## Extract provided

If you’re looking for evidence that the pattern might be different this time, there is a sign, but it is far from encouraging. If anything, it suggests this current episode might be even worse. That’s because the war between Israelis and Palestinians has found a new front, not in the occupied territories, but inside Israel itself. This is what sets 2021 apart from 2014 or 2009: intercommunal violence in Israel’s mixed cities, pitting Jewish and Arab citizens of Israel against each other on streets where they have lived side by side for decades. That violence is disturbing because it is intimate, neighbour against neighbour. It is the attempted lynching of an Arab man in Bat Yam, dragged out of a car to be beaten and kicked; it is the torching of at least five synagogues in Lod.

Those scenes have shocked many Jewish Israelis who have long told themselves that their Arab fellow citizens are not like other Palestinians, that they do not have the same deep sense of national identity, that their prime goal is to enjoy economic parity with the 80% of Israelis who are Jewish. The current bloodshed shatters that consoling delusion.

But it should not come as a surprise. For one thing, as the longtime analyst and sometime negotiator Hussein Agha observes, it is increasingly falling to the Arabs of Israel – “the Palestinians of 1948” as he calls them – to “carry the banner of traditional Palestinian nationalism”. In his view, the lid has been kept on the West Bank by the Palestinian Authority; Gazans cannot move without running “into the wall of Hamas and Islamic Jihad”, and the Palestinian diaspora in Syria, Jordan and Lebanon are too busy just getting by. That leaves the Arabs inside Israel.

## To do
1. In the passage on intercommunal violence in Israel, how many synagogues were torched in Lod?
2. Update the passage on intercommunal violence in Israel: give again the part that opens with the words containing "If you’re looking" and closes with "synagogues in Lod.", with "intimate" replaced by "personal".
3. Continue the passage on intercommunal violence in Israel from its last sentence.
The lines below come from a separate source.

## Dataset excerpt
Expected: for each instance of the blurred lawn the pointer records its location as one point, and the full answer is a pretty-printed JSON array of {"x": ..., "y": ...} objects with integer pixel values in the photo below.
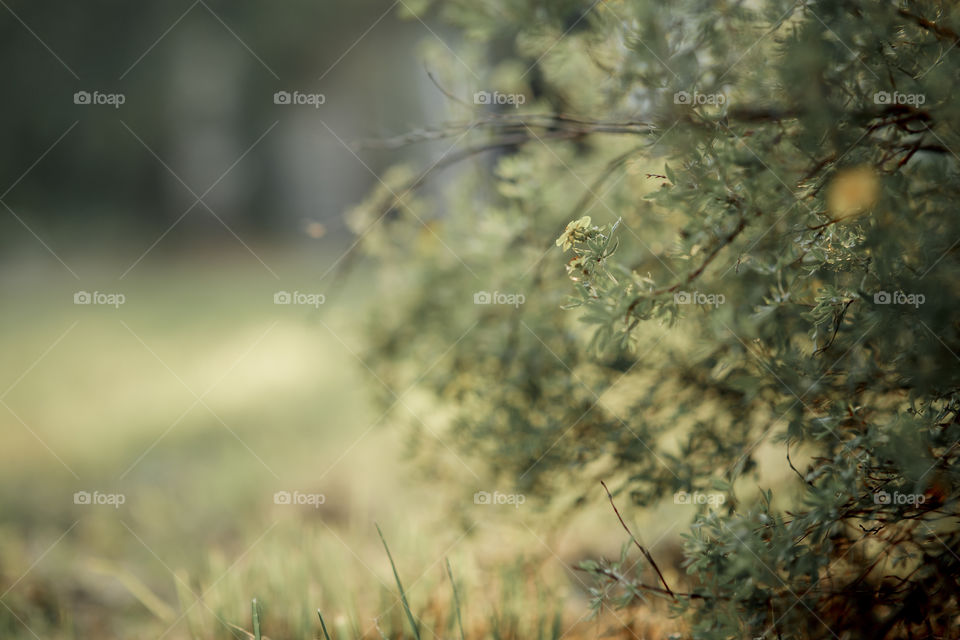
[{"x": 198, "y": 399}]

## Answers for this exercise
1. At least five.

2.
If you’re looking for evidence that the pattern might be different this time, there is a sign, but it is far from encouraging. If anything, it suggests this current episode might be even worse. That’s because the war between Israelis and Palestinians has found a new front, not in the occupied territories, but inside Israel itself. This is what sets 2021 apart from 2014 or 2009: intercommunal violence in Israel’s mixed cities, pitting Jewish and Arab citizens of Israel against each other on streets where they have lived side by side for decades. That violence is disturbing because it is personal, neighbour against neighbour. It is the attempted lynching of an Arab man in Bat Yam, dragged out of a car to be beaten and kicked; it is the torching of at least five synagogues in Lod.

3.
Besides, how exactly did Jewish Israelis expect Arab citizens, most of them Muslim, to react to the incendiary moves in Jerusalem and its holy sites that provoked this latest crisis? What did they think would happen, given the passage in 2018 of Benjamin Netanyahu’s “nation state law”, which spelled out that only Jews had the right to self-determination in Israel, and which stripped Arabic of its official status?

And yet the pull to revert to the status quo will be powerful. You can see it in Joe Biden’s transparent desire to say the bare minimum and return to the rest of his agenda. Watch The Human Factor, a riveting new documentary about past US attempts to broker a Palestinian-Israeli peace deal, and it’s obvious why Biden would want to steer clear: it’s a black hole that sucks in colossal amounts of energy, all for nothing.

Agha suggests the Palestinian leadership in Ramallah is similarly “addicted” to the status quo. They too have concluded that no resolution of the conflict is possible; and so, for now, the current setup suits just fine, allowing them “to operate as a group with privileges”, giving them status in the eyes of the UN, EU and US.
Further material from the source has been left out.